── Passage for review ──

Celebrity Crisis to Celebrity Crisis
This nation seems to lurch from celebrity crisis to celebrity crisis. When there is none, the media declare a scandal and plunge ahead on telling people more than we want to know, particularly when previously unknowns pull off an outrageous trick on the establishment. We’re not talking about Tiger Woods, of course.
The golf champion did the best to keep his family situation on the back burner, out of sight. He claimed a right of privacy in his private affairs. Between talk-radio and the press, Mr. Woods might have been whistling Dixie, in a minor key. Somebody else would have to testify about television: Having retired from the business, I can no longer accept its shallowness and breathy pronouncements. (‘Tis true that Pushki and I watch movies and N.C.I.S. by the hours.)
Despite my protests, I remained exposed to the matter of Tiger Woods’ marital difficulties, mainly from the three newspapers I read every day. If The New York Times, The Washington Post and Frederick News-Post, from their totally dissimilar postures, agree his particular Sturm und Drang is news, there’s no way I can avoid the situation. (Let me confess what most readers already know: At times I can be venal and gossipy as anyone else around.)
On the other hand, the whiz of the greens made perfectly good sense to me. He does not live on publicity, as an entertainment star does. His public stature is not ephemeral, not to be taken away by popularity – or lack thereof. Quoting from actor John Houseman in a Smith Barney brokerage firm television ad, Mr. Woods “earned it.”
Like all men and women in the public eye, he knows both fame and adulation – like youth – are ephemeral; they will pass in time. I will not excuse any of his purported extra-marital behavior on the reality: when he’s lost his touch with irons and woods there’s an army of wannabe Tigers eager to take his place. But here and now the connection between bedrooms and links should not be linked. He lives and dies, almost literally, on each round he plays.
How sordid the media show their colors came into the “news” item of his visiting Swedish mother-in-law temporary respite in a hospital, complete with picture of the woman’s stretcher being twisted to make it down the stairs.
To younger reporters, columnists and editors, I would admonish with words spoken by attorney Joseph Welch to demagogue Sen. Joseph McCarthy: “Have you no sense of decency?”

───

**Required work**
1. According to the column on celebrity scandal coverage, which three newspapers does the writer read every day?
2. Write a continuation of the column on celebrity scandal coverage, starting after its final sentence.

── Data provided ──

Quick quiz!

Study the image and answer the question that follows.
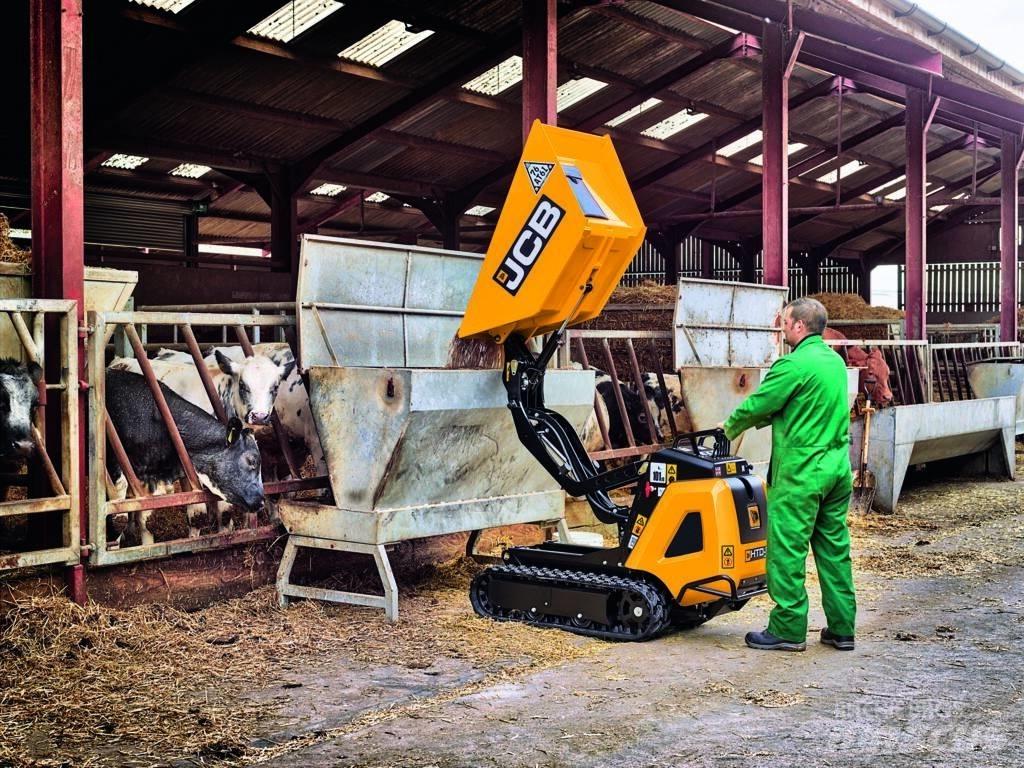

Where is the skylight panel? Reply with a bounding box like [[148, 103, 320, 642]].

───

**Responses**
1. The New York Times, The Washington Post and the Frederick News-Post.

2.
Totally different is the instance of the couple that invited themselves to the White House state dinner. Enough already. Tareq Salahi and bottle blonde wife, Michaele, are getting exactly what they want: tons of publicity. They even got a congressional hearing thrown in – for which they demurred.
For a pair so brazen, they must be delighted with published pictures that show how they showed up at other affairs that did not invite them. They were photographed with Barack Obama at an earlier reception; the president’s appearance had to be vetted and approved by the Secret Service – speaking of protect and serve.
The seeming fear of assuming keeps me away from speculating here on how they each, and jointly, reacted to apparently the endless parade of debtors who accuse them of rip-offs.
Of the two, the blonde wife appears the more guilty for their con games. She played long ago when she inserted herself into the alumnae of Redskin cheerleaders. On the record Michaele Salahi simply has no shame in the pursuit of fame; she does not want to spend what’s left of her life in anonymity and alone. Her husband strikes me as a man who will do anything to impress his “little lady.”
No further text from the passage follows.